BEGIN

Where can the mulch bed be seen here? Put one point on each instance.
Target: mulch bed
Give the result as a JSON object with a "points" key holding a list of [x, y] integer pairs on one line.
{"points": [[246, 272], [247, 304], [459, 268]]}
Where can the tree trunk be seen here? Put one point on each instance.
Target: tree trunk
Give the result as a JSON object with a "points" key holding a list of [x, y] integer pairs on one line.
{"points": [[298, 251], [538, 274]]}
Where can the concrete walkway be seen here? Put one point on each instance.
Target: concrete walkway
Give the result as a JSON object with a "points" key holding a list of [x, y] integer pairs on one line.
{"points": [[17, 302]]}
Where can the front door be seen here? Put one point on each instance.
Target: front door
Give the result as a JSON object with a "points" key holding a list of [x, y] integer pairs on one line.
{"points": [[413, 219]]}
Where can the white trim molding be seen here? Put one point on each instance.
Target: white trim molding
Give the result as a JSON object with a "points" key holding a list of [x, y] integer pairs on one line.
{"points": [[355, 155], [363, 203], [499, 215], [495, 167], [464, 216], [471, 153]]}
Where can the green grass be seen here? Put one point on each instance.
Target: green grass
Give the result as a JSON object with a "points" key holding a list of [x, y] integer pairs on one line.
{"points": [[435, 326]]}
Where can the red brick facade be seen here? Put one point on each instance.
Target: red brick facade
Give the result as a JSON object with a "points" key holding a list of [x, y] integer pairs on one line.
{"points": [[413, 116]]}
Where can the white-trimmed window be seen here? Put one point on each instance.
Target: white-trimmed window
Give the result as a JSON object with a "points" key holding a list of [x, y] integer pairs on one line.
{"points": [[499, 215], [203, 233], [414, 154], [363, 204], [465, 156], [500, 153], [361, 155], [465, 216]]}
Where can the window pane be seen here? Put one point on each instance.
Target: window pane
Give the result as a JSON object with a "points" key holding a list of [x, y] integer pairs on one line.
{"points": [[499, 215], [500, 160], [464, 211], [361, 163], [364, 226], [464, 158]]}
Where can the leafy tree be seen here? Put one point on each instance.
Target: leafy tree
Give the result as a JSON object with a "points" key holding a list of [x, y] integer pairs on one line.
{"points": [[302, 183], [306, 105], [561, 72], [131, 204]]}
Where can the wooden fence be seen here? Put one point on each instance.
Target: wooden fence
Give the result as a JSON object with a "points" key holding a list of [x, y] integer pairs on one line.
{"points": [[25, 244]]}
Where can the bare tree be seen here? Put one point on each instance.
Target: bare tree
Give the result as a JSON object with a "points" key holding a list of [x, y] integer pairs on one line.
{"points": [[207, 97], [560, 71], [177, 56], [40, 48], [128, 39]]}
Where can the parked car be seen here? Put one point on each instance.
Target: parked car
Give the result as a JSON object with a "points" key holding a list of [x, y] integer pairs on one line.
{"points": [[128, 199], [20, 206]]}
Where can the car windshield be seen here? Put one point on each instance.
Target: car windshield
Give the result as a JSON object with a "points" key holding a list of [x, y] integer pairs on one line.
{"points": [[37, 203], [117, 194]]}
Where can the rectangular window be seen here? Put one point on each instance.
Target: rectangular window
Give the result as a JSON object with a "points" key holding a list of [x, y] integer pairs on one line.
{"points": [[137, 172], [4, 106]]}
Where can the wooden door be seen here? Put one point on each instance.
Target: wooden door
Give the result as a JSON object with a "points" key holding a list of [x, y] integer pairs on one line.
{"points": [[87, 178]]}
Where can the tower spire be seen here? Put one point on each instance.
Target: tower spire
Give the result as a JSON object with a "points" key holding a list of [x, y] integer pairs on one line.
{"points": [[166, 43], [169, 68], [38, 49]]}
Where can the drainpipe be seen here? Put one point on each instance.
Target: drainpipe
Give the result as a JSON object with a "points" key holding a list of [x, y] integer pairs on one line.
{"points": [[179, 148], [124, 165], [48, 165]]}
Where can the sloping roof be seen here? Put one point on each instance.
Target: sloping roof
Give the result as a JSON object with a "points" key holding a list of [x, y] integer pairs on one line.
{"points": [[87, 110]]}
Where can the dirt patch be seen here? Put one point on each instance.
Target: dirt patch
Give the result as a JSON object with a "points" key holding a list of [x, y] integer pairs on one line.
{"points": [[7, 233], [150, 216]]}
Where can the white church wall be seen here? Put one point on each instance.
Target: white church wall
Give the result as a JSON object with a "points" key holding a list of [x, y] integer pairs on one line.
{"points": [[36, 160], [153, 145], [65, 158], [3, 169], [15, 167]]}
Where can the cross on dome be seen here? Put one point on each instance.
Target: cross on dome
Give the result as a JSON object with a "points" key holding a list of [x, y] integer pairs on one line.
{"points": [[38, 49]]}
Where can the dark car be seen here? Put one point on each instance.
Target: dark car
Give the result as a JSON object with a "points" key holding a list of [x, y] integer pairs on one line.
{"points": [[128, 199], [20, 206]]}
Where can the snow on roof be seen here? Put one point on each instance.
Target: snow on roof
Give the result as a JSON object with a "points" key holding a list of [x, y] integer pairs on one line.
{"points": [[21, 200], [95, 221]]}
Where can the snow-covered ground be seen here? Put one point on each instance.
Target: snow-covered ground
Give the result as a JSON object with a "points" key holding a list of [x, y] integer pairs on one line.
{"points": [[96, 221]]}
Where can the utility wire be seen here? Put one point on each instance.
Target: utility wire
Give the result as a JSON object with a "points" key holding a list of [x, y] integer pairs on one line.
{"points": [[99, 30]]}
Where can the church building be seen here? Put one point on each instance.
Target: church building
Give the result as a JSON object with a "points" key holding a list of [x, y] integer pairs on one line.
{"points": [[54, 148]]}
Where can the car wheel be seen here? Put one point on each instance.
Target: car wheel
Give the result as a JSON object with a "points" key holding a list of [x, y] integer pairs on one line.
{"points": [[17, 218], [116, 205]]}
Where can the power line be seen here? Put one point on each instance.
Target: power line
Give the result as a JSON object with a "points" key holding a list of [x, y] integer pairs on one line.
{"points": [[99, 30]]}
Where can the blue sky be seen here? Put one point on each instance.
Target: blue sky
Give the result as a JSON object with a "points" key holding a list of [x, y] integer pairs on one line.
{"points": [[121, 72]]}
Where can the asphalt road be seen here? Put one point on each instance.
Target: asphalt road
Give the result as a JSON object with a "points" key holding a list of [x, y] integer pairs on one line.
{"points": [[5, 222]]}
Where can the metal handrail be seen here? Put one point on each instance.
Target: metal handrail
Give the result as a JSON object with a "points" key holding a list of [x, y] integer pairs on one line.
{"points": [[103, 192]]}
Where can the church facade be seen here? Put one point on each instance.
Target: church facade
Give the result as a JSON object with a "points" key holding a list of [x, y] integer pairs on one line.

END

- **What is needed**
This exercise needs each record retyped exactly as shown.

- **Your solution**
Where can the mulch bed be seen here? Put one point on each instance.
Target: mulch bed
Give the result as a JSON object with a "points" key holding a list of [x, y] integer pairs on one line.
{"points": [[246, 272], [247, 304], [459, 268]]}
Where can the tree trunk be seen here? Put one point on each instance.
Target: tree trunk
Give the result as a JSON object with a "points" key holding a list of [x, y] integer pairs on one line.
{"points": [[298, 251], [538, 274]]}
Where can the concrete walkway be seen here? Put one point on each instance.
Target: concrete walkway
Give the result as a JSON object with a "points" key holding a list of [x, y] integer pairs on one line.
{"points": [[17, 302]]}
Where can the front door be seen here? Put one point on each instance.
Target: front door
Give the result as a JSON object with a "points" key holding a list of [x, y] integer pairs on one line.
{"points": [[413, 219]]}
Where can the white trim molding be seen here? Put one point on each instance.
Target: white trim molding
Give the result as a JSON object with a "points" key holding a list of [x, y] integer pairs on one line.
{"points": [[355, 155], [363, 203], [499, 215], [495, 167], [464, 216], [471, 153]]}
Where can the green grass be seen here? Put one point on each instance.
Target: green grass
Give the result as a JSON object with a "points" key holding a list of [x, y] integer pairs on one line.
{"points": [[435, 326]]}
Where can the red brick facade be seen here? Put one point on each instance.
Target: red brick facade
Give the result as a JSON object with a "points" key holding a list of [x, y] integer pairs on one line.
{"points": [[413, 116]]}
Where can the white-trimmed window be seen here? Put one point on each instance.
Target: white-trimmed window
Give the result as a JSON object with a "points" key holding a list of [x, y] integer pairs on one line.
{"points": [[499, 215], [203, 233], [414, 154], [363, 204], [465, 156], [500, 153], [361, 155], [465, 216]]}
Where can the window pane be seen here? Put one point on each instance.
Target: window pane
Give the result as a JSON object with a "points" key holding a list of [x, y] integer pairs on one line.
{"points": [[499, 215], [500, 160], [464, 211], [361, 163], [364, 226], [464, 158]]}
Where can the leafy tree be seen here? Put one point on each instance.
Target: leafy tree
Give the result as a JSON object with a "points" key holding a list of [x, y] integer pairs on one line.
{"points": [[302, 183], [306, 105], [561, 72], [131, 204]]}
Where can the wooden fence be seen here? Put one point on each instance.
Target: wooden fence
Give the result as a JSON object with a "points" key holding a list of [x, y] integer pairs on one line.
{"points": [[25, 244]]}
Where can the bare tree be seen here? Put one point on each instance.
Target: bare tree
Give the result as a JSON object with a "points" key holding a list of [x, y] integer pairs on one line.
{"points": [[207, 97], [560, 71], [177, 56], [40, 48], [128, 39]]}
Where can the parked car be seen here? Put one point on each instance.
Target: parked car
Give the result as a JSON object with a "points" key holding a list of [x, y] integer pairs on one line.
{"points": [[128, 199], [20, 206]]}
Where can the car windshield be seen here? Put one point on each instance.
Target: car windshield
Give the result as a JSON object with a "points" key holding a list of [x, y] integer pairs on one line.
{"points": [[37, 203], [117, 194]]}
Where can the rectangular window be seen here? Put one point on each instance.
Target: rectangular window
Give the result as a JSON object with a "points" key holding a list of [x, y] integer pairs on one line.
{"points": [[137, 172], [4, 106]]}
Where can the wooden door be seen here? Put one point on each instance.
Target: wooden door
Give the result as a JSON object with a "points" key holding a list of [x, y] integer pairs on one line.
{"points": [[87, 178]]}
Where can the tower spire be seen here? Put one point on each instance.
Target: tower spire
Give the result as a JSON object with a "points" key holding a list of [x, y] integer pairs on one line.
{"points": [[166, 43], [169, 68], [38, 49]]}
Where can the drainpipe be seen here? Put one point on each instance.
Target: drainpipe
Give the result as a JSON object with a "points" key holding a list of [x, y] integer pairs on one line.
{"points": [[179, 148], [124, 165], [48, 165]]}
Where can the sloping roof be seen here? Put one point on each instance.
Target: sloping roof
Give the result as a JSON object with a "points" key holding a list of [x, y] integer pairs on one line.
{"points": [[87, 110]]}
Where can the dirt patch be seen here? Put one point on each instance.
Target: dirt patch
Give the result as a JSON object with a "points" key holding a list of [x, y] integer pairs on one line.
{"points": [[7, 233], [150, 216]]}
Where can the white church wall be seen here? Put one point on each instance.
Target: white church wall
Give the result as a JSON object with a "points" key holding a list of [x, y] integer pairs on one line.
{"points": [[36, 160], [153, 145], [65, 158], [3, 169], [15, 167]]}
Where can the cross on dome be seen here? Put one point on each instance.
Target: cross on dome
Give the result as a JSON object with a "points" key holding a list of [x, y] integer pairs on one line.
{"points": [[38, 49]]}
Where can the dark car be seen here? Put one point on each instance.
Target: dark car
Give the result as a JSON object with a "points" key holding a list of [x, y] integer pairs on one line.
{"points": [[128, 199], [20, 206]]}
Where can the snow on roof be seen here? Put one point on each instance.
Target: snow on roof
Give the result as a JSON object with a "points" key holding a list of [x, y] integer pairs on one line.
{"points": [[21, 200], [95, 221]]}
Where can the snow-covered ground be seen here? Put one point on each instance.
Target: snow-covered ground
Give the result as a JSON object with a "points" key holding a list of [x, y] integer pairs on one line.
{"points": [[96, 221]]}
Where can the utility wire be seen here? Put one point on each instance.
Target: utility wire
Give the result as a JSON object with a "points" key holding a list of [x, y] integer pairs on one line.
{"points": [[99, 30]]}
Where can the church building be seen here? Put one point on each instance.
Target: church building
Give the result as a JSON object with a "points" key holding a list of [x, y] integer pairs on one line.
{"points": [[54, 148]]}
Where can the car wheel be seen here? Put one point on each instance.
Target: car wheel
Give the result as a JSON object with a "points" key holding a list of [x, y] integer pairs on one line.
{"points": [[17, 218], [116, 205]]}
Where can the power line be seen here? Put one point on each instance.
Target: power line
Give the result as a JSON object with a "points" key holding a list of [x, y] integer pairs on one line.
{"points": [[99, 30]]}
Where can the blue sky be seen here? Put one point on each instance.
Target: blue sky
Give the result as a JSON object with a "points" key holding a list of [x, y] integer pairs on one line.
{"points": [[121, 72]]}
Where can the asphalt road be seen here? Put one point on each instance.
Target: asphalt road
Give the result as a JSON object with a "points" key holding a list of [x, y] integer pairs on one line.
{"points": [[5, 222]]}
Where can the metal handrail be seen here? Put one point on each instance.
Target: metal handrail
Give the result as a JSON object with a "points" key holding a list of [x, y] integer pairs on one line.
{"points": [[103, 192]]}
Where can the church facade be seen here? Put one point on each instance.
Target: church facade
Give the result as a JSON object with a "points" key holding a list of [x, y] integer pairs on one line.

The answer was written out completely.